**WHAT YOU SHOULD DO:**
The data below calls for an exact copy.

**THE DATA:**

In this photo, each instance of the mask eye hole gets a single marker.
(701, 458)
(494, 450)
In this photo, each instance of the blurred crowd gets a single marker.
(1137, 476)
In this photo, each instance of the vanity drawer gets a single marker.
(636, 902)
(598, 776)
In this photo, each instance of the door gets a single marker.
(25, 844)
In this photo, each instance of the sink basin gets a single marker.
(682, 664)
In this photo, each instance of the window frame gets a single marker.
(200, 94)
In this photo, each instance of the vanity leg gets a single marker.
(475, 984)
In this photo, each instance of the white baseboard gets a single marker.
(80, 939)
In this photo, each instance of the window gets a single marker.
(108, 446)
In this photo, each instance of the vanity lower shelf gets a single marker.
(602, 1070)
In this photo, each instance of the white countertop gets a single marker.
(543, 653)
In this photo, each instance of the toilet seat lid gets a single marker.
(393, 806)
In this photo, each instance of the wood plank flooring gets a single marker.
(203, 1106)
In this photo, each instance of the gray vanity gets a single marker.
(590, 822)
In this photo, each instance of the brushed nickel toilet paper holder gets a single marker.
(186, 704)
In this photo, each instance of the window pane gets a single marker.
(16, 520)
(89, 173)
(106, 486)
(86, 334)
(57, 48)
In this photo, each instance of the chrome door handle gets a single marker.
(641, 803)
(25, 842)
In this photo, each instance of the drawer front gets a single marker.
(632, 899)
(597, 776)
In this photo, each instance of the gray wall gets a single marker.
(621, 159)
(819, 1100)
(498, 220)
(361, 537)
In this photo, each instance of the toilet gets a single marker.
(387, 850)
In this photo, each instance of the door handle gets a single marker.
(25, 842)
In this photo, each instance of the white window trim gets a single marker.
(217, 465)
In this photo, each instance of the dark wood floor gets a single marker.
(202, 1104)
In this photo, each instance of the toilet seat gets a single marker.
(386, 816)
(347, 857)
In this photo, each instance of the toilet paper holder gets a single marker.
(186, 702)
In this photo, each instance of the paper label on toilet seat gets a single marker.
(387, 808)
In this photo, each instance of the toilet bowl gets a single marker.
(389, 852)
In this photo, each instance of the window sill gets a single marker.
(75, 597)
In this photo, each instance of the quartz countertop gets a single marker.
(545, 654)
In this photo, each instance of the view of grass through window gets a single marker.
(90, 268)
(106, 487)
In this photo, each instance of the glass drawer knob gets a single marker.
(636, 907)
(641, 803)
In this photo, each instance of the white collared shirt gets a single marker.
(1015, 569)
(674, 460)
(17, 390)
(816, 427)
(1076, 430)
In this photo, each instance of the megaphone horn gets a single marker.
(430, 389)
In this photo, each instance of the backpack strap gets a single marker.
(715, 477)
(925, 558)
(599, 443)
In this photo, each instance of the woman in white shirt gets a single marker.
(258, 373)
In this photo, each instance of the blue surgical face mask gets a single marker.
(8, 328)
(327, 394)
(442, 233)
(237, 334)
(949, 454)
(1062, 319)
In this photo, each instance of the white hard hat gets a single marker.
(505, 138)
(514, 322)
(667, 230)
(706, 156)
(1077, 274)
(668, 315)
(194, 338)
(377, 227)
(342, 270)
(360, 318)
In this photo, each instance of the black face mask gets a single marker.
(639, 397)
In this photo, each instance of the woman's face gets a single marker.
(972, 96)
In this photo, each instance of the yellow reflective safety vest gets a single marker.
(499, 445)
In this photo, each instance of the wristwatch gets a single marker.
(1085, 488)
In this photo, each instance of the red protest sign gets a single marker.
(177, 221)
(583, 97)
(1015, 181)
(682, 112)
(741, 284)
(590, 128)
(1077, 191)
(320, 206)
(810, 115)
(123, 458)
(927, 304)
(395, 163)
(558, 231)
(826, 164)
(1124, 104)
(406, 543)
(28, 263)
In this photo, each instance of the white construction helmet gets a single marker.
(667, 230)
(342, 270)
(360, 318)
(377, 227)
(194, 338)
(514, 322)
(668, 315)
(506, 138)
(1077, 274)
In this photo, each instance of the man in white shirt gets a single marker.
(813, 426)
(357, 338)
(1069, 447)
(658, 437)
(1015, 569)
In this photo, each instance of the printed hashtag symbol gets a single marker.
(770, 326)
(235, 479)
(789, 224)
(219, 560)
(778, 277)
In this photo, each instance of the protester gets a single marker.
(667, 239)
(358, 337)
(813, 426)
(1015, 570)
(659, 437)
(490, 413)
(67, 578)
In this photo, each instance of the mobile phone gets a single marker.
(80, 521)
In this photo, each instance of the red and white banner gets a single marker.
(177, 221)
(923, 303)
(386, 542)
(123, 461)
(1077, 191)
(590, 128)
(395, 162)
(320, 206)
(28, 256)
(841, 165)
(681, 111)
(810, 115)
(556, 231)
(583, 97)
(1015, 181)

**PROBLEM SOLUTION:**
In this photo, each instance of the mask eye hole gets a single marker.
(701, 458)
(494, 450)
In this photo, each instance of the blurred crowd gets a single marker.
(1137, 476)
In this photo, each instance of the vanity drawer gets a single marker.
(636, 902)
(598, 776)
In this photo, each instance of the door gets a single marker.
(25, 844)
In this photo, each instance of the sink basin gets a single marker.
(682, 664)
In this photo, each instance of the window frame gets a single marker.
(200, 94)
In this photo, each instance of the vanity leg gets a single marker.
(475, 984)
In this photo, each instance of the white baseboard gets a single marker.
(80, 939)
In this photo, each instance of the window gets a single marker.
(108, 446)
In this photo, each instance of the vanity lower shelf gets a single marker.
(602, 1070)
In this photo, each instance of the white countertop gets a single marker.
(543, 653)
In this photo, each instance of the toilet seat lid gets a single marker.
(393, 806)
In this photo, each instance of the wood plank flooring gets a single marker.
(203, 1106)
In this photo, each instance of the gray vanity gets a single marker.
(590, 822)
In this photo, each instance of the brushed nickel toilet paper holder gets a single marker.
(186, 704)
In this photo, each instance of the window pane gets a single marker.
(16, 520)
(89, 173)
(106, 486)
(86, 334)
(57, 48)
In this photo, each instance of the chrome door handle gets a single marker.
(641, 803)
(25, 842)
In this photo, each instance of the drawer front gets a single marker.
(632, 899)
(597, 776)
In this photo, each instance of the gray wall gets a single marker.
(621, 159)
(819, 1100)
(498, 220)
(361, 537)
In this photo, each instance of the toilet gets a single marker.
(387, 850)
In this photo, each instance of the door handle gets a single marker.
(25, 842)
In this photo, each instance of the white window trim gets a single marker.
(217, 465)
In this photo, each instance of the dark wood floor gets a single marker.
(202, 1104)
In this photo, each instance of the toilet seat gets a single marker.
(386, 816)
(347, 857)
In this photo, each instance of the toilet paper holder gets a single marker.
(186, 702)
In this photo, each instance of the paper label on toilet seat gets a single marker.
(387, 808)
In this photo, each instance of the toilet bowl gets a single marker.
(389, 852)
In this photo, each instance of the window sill gets a single marker.
(75, 597)
In this photo, each instance of the quartz countertop gets a single marker.
(545, 654)
In this photo, each instance of the view of grass through window gets a single marker.
(90, 268)
(106, 487)
In this photo, each instance of the glass drawer knob gets a single marker.
(636, 907)
(641, 803)
In this photo, each instance of the white collared shirt gets a single marker.
(1015, 569)
(674, 460)
(17, 390)
(816, 427)
(1076, 430)
In this photo, each instance of the megaphone horn gets a single marker.
(430, 389)
In this photo, each instance of the backpack strap gets a single marker.
(715, 477)
(925, 558)
(599, 443)
In this photo, each instance of the woman in white shirt gets a single marker.
(258, 373)
In this photo, each instance of the blue surgical face mask gets a single marker.
(8, 328)
(327, 394)
(442, 233)
(237, 334)
(949, 454)
(1062, 319)
In this photo, each instance of the white hard hat gets a single marker.
(505, 138)
(514, 322)
(667, 230)
(706, 156)
(1077, 274)
(668, 315)
(194, 338)
(377, 227)
(342, 270)
(360, 318)
In this photo, each instance of the black face mask gets a single marker.
(639, 397)
In this photo, each instance of the woman's face gets a single marker.
(972, 96)
In this photo, each instance of the yellow reflective safety vest gets a single marker.
(499, 445)
In this photo, each instance of the wristwatch gets a single marker.
(1085, 488)
In this photo, each instance of the red protest sign gets a single marker.
(177, 221)
(583, 97)
(1015, 181)
(682, 112)
(741, 284)
(590, 128)
(1077, 191)
(320, 206)
(810, 115)
(123, 458)
(927, 304)
(395, 163)
(558, 231)
(826, 164)
(1124, 104)
(406, 543)
(28, 263)
In this photo, each instance of the white construction helmet gets a single marker.
(667, 230)
(342, 270)
(360, 318)
(377, 227)
(194, 338)
(514, 322)
(668, 315)
(506, 138)
(1077, 274)
In this photo, each instance of the man in white shirt gets a single marker.
(813, 426)
(357, 338)
(1069, 447)
(658, 437)
(1015, 569)
In this photo, each instance of the printed hashtag symbol gets a single marker.
(770, 326)
(235, 479)
(789, 224)
(219, 560)
(778, 277)
In this photo, each instance of the protester gets a single marker.
(667, 239)
(358, 337)
(813, 426)
(1015, 570)
(659, 437)
(490, 413)
(67, 578)
In this photo, each instance of the mobile phone gets a single marker.
(80, 521)
In this photo, each instance of the red and white banner gets a single marker.
(177, 221)
(923, 303)
(386, 542)
(123, 461)
(1077, 191)
(590, 128)
(395, 162)
(320, 206)
(28, 256)
(841, 165)
(681, 111)
(810, 115)
(556, 231)
(583, 97)
(1015, 181)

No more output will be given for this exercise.